*What to do*
Print the lines of the material below exactly as they appear, from the line with "Provide a point for each instance of the long" up to and including the line with "x=323, y=160". Leave the pictures out.

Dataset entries

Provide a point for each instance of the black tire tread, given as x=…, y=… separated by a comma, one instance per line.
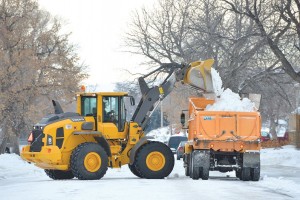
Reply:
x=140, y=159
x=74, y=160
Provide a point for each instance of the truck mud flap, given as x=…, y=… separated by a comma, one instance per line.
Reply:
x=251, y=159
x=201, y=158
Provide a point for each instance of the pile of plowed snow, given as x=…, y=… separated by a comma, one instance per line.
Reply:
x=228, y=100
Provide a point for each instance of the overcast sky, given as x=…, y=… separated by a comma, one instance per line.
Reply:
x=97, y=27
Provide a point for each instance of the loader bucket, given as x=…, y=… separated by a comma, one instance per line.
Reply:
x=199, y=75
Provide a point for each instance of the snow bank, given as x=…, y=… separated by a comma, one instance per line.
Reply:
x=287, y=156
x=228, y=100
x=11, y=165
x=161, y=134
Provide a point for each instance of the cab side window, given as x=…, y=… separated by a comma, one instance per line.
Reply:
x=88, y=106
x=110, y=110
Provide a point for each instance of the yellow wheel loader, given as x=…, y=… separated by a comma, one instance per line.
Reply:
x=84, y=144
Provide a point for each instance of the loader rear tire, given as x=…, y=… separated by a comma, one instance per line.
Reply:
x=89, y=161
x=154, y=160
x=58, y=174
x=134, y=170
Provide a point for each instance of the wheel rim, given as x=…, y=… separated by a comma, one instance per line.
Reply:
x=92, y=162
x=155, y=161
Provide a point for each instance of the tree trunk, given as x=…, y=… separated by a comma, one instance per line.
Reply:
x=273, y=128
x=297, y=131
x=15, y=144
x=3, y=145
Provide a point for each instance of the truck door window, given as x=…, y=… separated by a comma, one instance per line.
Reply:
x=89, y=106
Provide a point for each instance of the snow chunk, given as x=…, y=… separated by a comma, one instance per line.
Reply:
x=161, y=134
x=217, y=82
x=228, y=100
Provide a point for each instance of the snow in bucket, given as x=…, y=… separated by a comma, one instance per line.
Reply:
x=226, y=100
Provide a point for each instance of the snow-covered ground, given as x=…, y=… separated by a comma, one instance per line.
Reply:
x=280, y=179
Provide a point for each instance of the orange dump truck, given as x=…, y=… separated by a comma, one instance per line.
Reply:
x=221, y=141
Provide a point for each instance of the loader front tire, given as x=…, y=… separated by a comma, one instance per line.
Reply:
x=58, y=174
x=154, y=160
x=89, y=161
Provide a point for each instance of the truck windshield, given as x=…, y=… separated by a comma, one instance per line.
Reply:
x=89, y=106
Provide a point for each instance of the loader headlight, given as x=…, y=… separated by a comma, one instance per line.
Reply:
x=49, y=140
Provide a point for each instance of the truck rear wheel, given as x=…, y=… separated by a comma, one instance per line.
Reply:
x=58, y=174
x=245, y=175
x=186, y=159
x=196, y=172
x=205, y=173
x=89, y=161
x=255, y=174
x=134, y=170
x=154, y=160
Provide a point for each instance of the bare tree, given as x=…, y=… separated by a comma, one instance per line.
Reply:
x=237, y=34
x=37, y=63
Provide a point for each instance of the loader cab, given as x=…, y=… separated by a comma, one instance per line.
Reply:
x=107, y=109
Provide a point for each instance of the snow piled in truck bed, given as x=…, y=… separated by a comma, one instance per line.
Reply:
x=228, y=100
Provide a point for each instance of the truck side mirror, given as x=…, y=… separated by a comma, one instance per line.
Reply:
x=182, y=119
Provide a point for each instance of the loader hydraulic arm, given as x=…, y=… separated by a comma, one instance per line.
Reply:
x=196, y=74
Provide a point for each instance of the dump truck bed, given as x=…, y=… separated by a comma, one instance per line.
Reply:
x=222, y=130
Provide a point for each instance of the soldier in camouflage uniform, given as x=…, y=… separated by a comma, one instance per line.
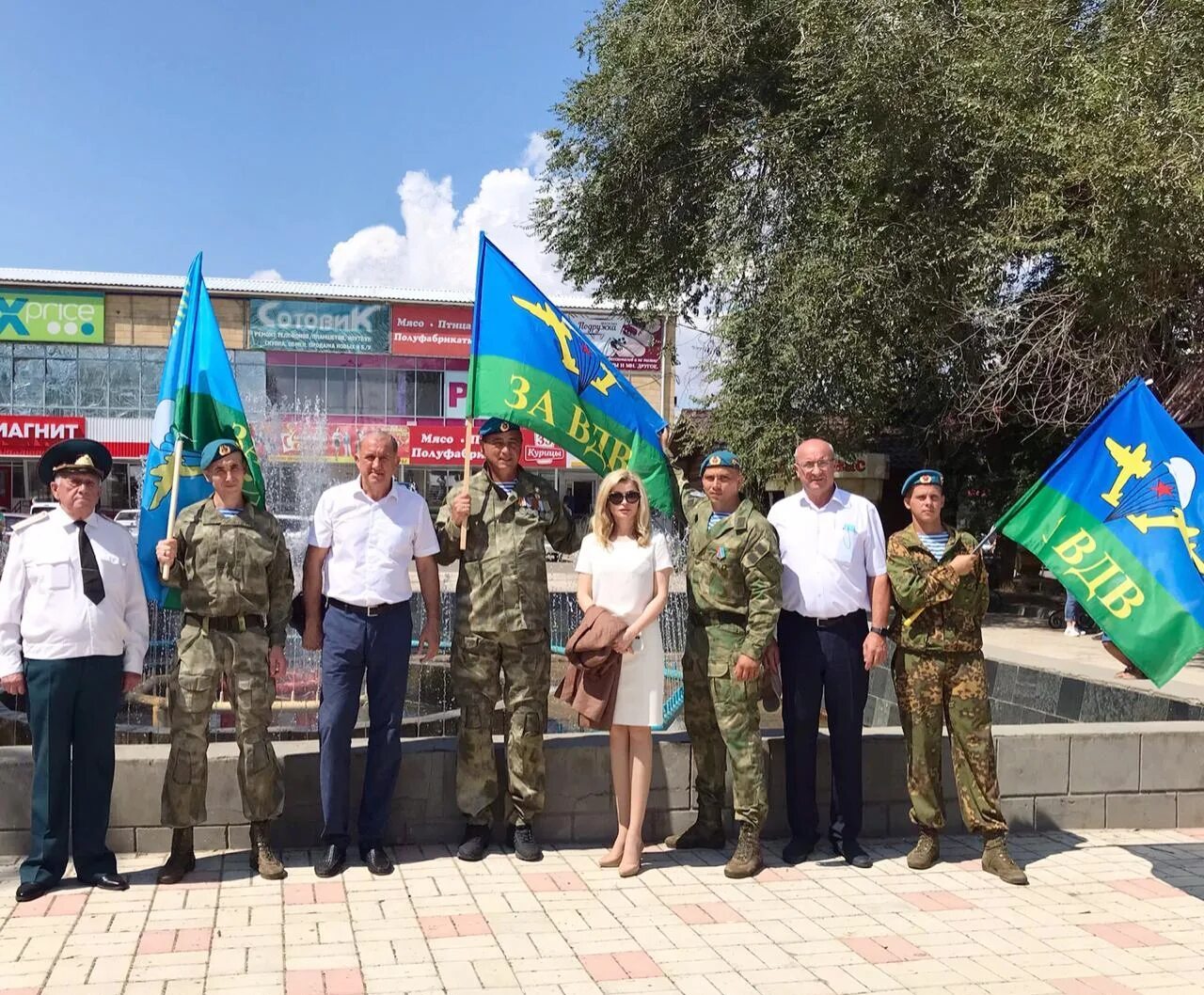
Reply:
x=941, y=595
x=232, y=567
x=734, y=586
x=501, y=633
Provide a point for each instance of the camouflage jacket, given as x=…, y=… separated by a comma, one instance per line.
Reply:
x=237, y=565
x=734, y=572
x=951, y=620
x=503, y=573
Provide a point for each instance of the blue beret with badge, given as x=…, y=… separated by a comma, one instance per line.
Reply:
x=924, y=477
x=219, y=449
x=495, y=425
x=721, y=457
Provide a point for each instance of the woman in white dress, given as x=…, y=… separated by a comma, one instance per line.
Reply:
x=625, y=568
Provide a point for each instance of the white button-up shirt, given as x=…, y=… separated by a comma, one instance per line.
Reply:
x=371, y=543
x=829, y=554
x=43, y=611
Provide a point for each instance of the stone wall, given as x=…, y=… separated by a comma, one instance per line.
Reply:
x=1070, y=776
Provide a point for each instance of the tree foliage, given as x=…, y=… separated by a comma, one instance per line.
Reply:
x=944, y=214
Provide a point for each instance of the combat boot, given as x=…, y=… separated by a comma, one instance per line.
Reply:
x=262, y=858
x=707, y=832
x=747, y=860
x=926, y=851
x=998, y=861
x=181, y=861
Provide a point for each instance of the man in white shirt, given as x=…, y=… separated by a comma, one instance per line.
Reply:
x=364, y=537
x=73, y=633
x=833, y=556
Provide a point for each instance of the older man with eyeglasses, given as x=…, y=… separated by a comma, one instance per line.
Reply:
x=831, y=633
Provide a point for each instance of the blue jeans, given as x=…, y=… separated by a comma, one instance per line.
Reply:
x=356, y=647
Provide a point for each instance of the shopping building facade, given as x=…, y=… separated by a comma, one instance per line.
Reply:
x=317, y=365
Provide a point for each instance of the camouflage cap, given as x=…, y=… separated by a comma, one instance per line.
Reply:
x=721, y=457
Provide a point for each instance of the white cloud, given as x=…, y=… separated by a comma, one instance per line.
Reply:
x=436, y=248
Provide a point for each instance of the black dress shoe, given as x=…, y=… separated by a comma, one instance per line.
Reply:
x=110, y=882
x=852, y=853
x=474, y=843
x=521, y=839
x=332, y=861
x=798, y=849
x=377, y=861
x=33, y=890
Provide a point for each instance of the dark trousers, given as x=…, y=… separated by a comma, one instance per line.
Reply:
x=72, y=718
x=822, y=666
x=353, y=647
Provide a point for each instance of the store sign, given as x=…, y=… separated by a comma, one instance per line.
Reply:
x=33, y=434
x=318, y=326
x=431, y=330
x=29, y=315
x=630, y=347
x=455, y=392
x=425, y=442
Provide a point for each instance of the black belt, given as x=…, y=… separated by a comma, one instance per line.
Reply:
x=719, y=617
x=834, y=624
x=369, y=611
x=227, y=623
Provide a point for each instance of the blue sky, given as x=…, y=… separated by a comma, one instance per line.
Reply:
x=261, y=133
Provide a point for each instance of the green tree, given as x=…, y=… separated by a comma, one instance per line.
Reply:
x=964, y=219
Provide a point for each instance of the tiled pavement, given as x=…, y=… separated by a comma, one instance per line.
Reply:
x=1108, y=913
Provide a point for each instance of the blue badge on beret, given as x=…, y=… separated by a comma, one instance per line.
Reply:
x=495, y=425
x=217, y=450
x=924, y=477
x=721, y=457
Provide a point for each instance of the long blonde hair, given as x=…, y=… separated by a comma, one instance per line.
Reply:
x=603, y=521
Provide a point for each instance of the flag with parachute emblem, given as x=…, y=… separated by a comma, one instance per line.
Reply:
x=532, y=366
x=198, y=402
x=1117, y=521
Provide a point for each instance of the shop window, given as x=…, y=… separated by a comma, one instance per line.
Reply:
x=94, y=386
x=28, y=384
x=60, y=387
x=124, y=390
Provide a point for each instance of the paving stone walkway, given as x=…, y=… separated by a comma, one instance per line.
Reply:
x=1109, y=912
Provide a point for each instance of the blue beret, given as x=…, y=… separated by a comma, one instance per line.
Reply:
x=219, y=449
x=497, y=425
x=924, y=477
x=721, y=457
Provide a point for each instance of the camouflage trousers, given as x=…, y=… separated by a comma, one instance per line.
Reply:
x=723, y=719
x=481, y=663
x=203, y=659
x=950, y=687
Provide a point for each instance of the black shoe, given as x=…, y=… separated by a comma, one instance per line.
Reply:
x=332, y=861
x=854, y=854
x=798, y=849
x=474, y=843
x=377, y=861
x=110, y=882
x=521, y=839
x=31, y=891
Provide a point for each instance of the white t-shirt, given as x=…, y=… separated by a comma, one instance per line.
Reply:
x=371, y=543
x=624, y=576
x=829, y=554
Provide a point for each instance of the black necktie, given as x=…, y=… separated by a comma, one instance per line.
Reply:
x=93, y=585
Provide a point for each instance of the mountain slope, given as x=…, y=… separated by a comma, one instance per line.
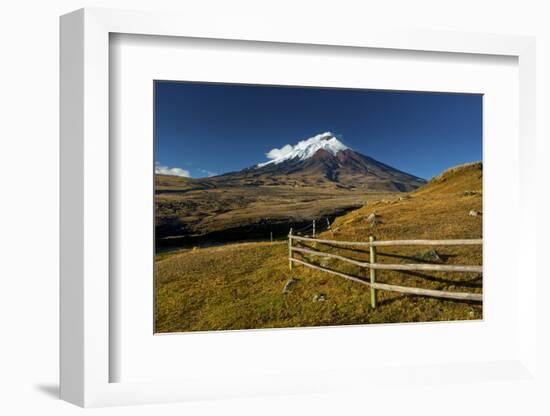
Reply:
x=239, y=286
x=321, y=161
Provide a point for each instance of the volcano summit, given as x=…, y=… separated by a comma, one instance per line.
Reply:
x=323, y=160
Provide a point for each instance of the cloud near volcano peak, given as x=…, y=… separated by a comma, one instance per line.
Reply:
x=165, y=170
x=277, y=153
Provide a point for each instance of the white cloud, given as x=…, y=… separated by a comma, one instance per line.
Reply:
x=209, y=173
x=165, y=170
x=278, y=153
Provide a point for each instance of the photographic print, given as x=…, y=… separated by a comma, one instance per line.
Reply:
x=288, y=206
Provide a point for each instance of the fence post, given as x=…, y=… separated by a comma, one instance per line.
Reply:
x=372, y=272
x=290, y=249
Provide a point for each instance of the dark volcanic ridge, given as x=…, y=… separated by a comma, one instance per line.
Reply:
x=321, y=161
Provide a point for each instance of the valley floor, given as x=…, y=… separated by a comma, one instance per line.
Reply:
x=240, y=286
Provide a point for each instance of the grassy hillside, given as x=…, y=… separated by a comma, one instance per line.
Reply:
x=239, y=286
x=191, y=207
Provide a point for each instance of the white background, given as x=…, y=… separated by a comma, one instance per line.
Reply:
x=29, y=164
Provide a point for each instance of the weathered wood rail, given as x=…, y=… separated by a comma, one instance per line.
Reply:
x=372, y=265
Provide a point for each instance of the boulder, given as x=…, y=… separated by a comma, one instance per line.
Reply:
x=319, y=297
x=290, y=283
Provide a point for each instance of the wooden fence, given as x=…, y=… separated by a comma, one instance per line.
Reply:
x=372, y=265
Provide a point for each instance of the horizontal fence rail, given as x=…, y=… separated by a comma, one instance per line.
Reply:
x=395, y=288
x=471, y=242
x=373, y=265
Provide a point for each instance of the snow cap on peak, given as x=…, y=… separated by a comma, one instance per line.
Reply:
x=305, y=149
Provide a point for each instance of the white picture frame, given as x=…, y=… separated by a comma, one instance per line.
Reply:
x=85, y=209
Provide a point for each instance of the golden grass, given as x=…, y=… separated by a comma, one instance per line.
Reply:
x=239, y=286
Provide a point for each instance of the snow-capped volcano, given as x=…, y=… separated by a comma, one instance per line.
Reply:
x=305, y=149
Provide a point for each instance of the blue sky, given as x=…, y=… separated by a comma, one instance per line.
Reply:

*Answer for this exercise*
Provide a point for each instance of the long blonde hair, given as x=…, y=… separated by a comma, one instance per line.
Reply:
x=603, y=521
Provide a point for each instance of the flag with parachute emblem, given as x=…, y=… separated by a comma, one instance per line.
Reply:
x=532, y=366
x=198, y=402
x=1117, y=521
Provide a point for each instance of the shop window, given as x=…, y=… separated by a comma, one instance per line.
Reply:
x=94, y=386
x=28, y=384
x=60, y=387
x=124, y=390
Provide a point for each instance of the paving stone walkway, given as x=…, y=… separated by a comma, one instance per line.
Reply:
x=1109, y=912
Provide a point for each instance of the blue beret, given as x=…, y=… separated by a comma, one instance per line.
Reply:
x=219, y=449
x=497, y=425
x=924, y=477
x=721, y=457
Provide a point for each instance of the camouflage trousers, given as x=…, y=… separated by a comma, one instance per line.
Reply:
x=723, y=719
x=481, y=663
x=203, y=659
x=950, y=687
Provide a point for each instance of the black shoe, given as x=…, y=… separated by a comma, one instance per line.
Reply:
x=332, y=861
x=854, y=854
x=798, y=849
x=474, y=843
x=377, y=861
x=110, y=882
x=521, y=839
x=31, y=891
Provide a point for each instance of the white t-shirt, given as x=…, y=… separated by a comma, one instance per line.
Reply:
x=371, y=543
x=624, y=576
x=829, y=554
Provide a point for each instance of the black necktie, given as x=…, y=… separated by a comma, one instance per line.
Reply:
x=93, y=585
Provide a point for each instance of the mountain slope, given as x=…, y=… separated by a comma, one instance per line.
Reply:
x=239, y=286
x=321, y=161
Provide a point for each instance of the volcano summit, given as x=…, y=… separated by a comma, one instance per line.
Reply:
x=323, y=160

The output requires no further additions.